---------- PROVIDED DATA ----------

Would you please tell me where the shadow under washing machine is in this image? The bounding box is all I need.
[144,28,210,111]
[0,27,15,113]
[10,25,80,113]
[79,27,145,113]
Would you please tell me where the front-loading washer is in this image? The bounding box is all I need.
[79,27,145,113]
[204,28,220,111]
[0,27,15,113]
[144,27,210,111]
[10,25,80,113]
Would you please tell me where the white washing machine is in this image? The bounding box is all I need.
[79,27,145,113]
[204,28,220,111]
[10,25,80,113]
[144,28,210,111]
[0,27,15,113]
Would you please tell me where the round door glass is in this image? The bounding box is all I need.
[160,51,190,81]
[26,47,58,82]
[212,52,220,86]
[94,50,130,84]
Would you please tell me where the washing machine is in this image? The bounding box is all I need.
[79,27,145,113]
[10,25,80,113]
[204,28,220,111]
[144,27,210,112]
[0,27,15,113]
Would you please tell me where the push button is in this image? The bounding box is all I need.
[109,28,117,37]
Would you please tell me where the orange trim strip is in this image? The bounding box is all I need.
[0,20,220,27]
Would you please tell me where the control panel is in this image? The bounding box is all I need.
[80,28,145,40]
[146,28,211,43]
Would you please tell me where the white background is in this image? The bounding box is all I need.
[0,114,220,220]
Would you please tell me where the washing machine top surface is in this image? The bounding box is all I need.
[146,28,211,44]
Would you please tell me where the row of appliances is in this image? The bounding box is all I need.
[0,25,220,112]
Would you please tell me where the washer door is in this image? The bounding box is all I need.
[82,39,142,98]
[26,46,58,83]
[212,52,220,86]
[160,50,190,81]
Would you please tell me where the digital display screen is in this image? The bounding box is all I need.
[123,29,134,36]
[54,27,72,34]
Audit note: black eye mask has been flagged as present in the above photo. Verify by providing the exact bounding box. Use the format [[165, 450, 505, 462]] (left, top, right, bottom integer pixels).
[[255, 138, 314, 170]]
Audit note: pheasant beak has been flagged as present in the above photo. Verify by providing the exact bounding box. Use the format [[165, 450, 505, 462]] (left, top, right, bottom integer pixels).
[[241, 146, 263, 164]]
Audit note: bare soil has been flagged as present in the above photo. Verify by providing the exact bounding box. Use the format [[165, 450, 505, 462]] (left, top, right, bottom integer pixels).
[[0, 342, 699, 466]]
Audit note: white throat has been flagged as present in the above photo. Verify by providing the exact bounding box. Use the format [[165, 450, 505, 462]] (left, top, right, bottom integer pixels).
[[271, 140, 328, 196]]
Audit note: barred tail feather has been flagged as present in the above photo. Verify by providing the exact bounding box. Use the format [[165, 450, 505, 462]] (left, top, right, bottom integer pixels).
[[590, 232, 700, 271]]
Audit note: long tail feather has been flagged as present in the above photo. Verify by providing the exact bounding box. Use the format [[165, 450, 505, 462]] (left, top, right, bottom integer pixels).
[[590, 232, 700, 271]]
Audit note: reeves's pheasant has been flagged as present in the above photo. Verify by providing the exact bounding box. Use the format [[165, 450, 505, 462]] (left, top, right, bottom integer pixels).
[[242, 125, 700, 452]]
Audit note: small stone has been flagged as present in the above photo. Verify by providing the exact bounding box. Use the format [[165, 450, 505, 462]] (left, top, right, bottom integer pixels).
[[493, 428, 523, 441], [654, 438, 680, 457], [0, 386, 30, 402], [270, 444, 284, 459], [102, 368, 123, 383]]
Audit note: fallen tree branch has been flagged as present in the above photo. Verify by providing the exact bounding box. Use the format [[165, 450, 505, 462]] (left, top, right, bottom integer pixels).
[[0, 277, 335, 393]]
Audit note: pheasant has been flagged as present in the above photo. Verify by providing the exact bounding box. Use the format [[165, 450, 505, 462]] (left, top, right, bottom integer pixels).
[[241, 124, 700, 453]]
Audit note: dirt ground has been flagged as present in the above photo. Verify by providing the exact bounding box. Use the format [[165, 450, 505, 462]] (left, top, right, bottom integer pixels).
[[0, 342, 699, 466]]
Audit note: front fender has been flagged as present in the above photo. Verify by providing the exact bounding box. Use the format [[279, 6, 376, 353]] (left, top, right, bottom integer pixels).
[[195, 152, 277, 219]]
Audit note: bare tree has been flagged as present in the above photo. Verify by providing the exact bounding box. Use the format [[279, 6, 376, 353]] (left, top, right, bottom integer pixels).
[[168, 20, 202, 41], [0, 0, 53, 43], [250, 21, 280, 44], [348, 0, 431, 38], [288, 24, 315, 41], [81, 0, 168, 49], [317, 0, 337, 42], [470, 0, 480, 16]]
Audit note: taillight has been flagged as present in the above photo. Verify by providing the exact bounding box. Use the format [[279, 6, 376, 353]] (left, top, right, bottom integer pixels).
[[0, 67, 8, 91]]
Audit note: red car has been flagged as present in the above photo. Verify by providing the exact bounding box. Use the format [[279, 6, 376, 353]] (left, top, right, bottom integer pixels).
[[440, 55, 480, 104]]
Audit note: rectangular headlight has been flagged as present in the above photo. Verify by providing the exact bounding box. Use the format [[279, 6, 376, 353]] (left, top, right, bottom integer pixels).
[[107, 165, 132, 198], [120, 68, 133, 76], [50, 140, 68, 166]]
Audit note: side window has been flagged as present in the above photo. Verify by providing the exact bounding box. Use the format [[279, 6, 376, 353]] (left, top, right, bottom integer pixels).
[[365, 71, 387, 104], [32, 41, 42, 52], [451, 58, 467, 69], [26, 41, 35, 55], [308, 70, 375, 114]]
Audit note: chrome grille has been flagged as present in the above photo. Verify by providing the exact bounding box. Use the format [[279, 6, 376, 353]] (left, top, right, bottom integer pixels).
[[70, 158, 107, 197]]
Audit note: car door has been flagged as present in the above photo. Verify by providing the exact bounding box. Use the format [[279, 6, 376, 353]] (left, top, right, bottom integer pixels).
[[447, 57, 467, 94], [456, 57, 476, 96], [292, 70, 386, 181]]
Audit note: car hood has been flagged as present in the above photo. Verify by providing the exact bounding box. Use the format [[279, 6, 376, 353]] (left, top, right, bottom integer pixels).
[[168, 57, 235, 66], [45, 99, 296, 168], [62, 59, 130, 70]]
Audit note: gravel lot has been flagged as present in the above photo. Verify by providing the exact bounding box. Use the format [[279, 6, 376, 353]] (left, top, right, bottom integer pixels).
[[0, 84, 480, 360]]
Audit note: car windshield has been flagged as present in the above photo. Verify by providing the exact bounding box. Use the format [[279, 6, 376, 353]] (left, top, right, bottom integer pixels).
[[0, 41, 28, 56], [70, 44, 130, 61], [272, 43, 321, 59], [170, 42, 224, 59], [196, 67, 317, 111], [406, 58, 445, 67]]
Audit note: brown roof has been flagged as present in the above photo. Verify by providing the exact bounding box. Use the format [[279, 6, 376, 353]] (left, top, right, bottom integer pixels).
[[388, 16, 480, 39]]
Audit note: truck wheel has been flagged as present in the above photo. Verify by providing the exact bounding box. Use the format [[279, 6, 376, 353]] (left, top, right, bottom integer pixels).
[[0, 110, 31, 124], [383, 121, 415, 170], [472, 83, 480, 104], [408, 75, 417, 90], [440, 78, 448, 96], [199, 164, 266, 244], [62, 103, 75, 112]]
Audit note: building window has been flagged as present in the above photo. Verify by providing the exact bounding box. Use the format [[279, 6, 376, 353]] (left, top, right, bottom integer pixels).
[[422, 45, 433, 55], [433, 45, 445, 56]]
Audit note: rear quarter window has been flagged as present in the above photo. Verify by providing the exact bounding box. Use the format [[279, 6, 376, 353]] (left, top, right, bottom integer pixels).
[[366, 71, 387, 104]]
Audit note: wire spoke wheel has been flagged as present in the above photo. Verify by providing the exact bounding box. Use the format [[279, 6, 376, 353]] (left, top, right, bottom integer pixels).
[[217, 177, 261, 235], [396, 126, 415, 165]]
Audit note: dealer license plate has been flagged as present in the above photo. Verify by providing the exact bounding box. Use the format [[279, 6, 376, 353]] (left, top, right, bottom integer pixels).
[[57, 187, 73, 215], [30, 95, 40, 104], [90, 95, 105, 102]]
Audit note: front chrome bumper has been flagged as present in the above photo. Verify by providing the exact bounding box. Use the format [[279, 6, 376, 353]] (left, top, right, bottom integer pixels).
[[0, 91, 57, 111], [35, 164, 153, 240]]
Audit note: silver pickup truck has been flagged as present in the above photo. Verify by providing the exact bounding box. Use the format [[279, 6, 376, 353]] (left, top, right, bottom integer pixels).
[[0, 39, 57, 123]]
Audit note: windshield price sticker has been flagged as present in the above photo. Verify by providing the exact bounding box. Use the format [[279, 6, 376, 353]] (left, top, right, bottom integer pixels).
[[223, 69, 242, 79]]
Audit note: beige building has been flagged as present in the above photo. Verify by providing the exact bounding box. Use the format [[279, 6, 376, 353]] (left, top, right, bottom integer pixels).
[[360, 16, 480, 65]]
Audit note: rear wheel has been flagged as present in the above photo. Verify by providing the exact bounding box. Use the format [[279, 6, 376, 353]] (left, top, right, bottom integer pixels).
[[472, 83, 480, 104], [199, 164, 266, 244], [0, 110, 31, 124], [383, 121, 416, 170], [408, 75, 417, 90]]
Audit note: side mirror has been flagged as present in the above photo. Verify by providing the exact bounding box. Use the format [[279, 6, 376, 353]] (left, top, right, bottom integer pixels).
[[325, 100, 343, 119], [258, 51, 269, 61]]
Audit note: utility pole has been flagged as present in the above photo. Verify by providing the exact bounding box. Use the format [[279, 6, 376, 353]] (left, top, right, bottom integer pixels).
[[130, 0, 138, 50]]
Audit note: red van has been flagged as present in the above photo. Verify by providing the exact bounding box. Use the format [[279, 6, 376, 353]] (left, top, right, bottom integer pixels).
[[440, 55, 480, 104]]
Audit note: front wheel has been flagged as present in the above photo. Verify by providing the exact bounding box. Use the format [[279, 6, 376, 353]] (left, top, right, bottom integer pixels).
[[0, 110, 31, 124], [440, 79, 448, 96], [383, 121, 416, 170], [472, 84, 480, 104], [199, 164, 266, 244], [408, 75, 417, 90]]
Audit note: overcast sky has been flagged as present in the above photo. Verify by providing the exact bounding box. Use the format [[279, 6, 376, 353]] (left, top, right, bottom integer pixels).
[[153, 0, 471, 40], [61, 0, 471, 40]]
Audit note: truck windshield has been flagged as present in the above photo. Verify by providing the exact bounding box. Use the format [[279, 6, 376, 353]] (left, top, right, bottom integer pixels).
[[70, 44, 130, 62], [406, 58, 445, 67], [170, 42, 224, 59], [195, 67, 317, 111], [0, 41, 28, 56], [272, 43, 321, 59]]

----------

● TASK REQUIREMENTS:
Quote the lines from the one containing "Would you please tell me where the washer" through the one containing "[54,27,72,34]", with both of those lines included.

● FINISHED ANSWER:
Would you please tell me where the washer door is in this image? The bounding box is all I need.
[82,39,142,98]
[26,46,58,83]
[212,52,220,86]
[160,50,190,81]
Would you please tell me where the digital display screen is in this image? The bounding box is all I need.
[123,29,134,36]
[54,27,72,34]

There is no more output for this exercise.